-- start --
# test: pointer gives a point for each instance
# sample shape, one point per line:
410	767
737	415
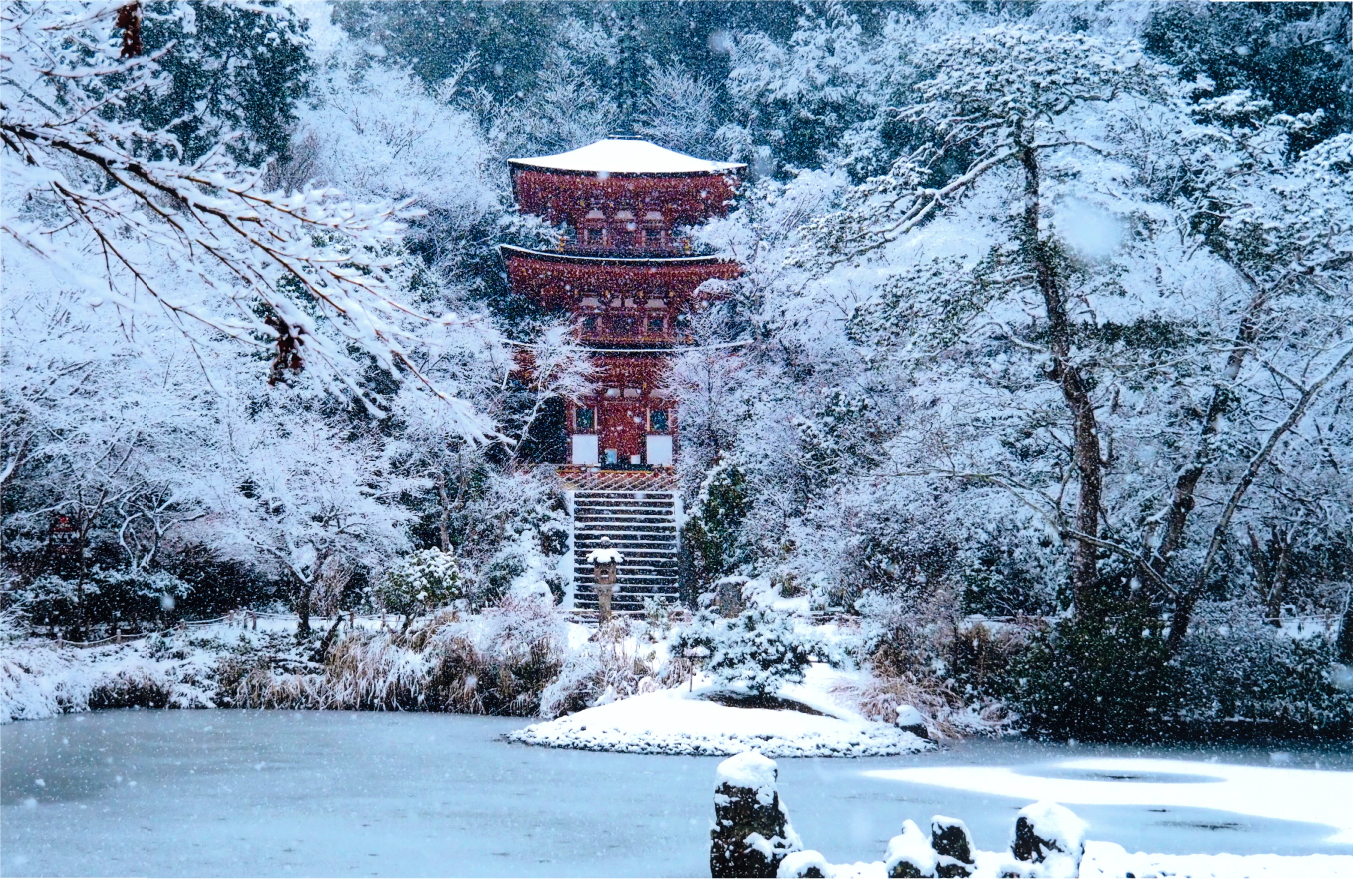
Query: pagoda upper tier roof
-- end --
→ THE PROBLEM
Which lines of the entries above contain the string "point"? List each of those lines in full.

→ ANSWER TO THIS EXERCISE
# test: pointer gives a point for each instance
# sample shape, one point per line:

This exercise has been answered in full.